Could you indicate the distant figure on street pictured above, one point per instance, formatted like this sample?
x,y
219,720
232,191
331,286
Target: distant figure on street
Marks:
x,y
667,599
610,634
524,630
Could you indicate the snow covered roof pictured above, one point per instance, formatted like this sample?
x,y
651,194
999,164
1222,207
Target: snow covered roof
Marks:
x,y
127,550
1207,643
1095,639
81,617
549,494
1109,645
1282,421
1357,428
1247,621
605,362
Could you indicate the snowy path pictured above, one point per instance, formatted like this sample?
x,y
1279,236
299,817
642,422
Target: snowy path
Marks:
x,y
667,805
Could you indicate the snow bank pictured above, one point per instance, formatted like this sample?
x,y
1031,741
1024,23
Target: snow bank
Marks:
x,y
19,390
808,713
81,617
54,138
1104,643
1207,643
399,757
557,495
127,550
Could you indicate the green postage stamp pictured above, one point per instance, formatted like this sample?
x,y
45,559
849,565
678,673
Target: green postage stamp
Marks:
+ + + + + + +
* **Job**:
Quote, without alteration, the final stretch of the entries: the line with "Could you indicate the snow covered" onward to the last line.

* **The output**:
Could you indicate the snow covered roof pictured above, one point per instance, formatted like this sample?
x,y
651,194
999,164
1222,207
Target: snow covered roof
Marks:
x,y
127,550
1207,643
1095,639
81,617
549,494
1109,645
1282,421
1357,428
1247,621
605,362
Could you indicate the snowy path pictured above, one point per instance, formatted like this sample?
x,y
1279,236
299,817
642,422
Target: snowy path
Marks:
x,y
667,805
Could you indicate the snow bank pictured above, one point per instance, formatted like this sample?
x,y
1031,741
1024,23
Target: snow bank
Marks:
x,y
19,390
808,713
81,617
54,138
1104,643
1207,643
399,757
557,495
127,550
Could you indicate the green postage stamp pictured above, one point per instance, formatted like this sample?
x,y
45,559
849,565
678,673
Target: green postage stamp
Marks:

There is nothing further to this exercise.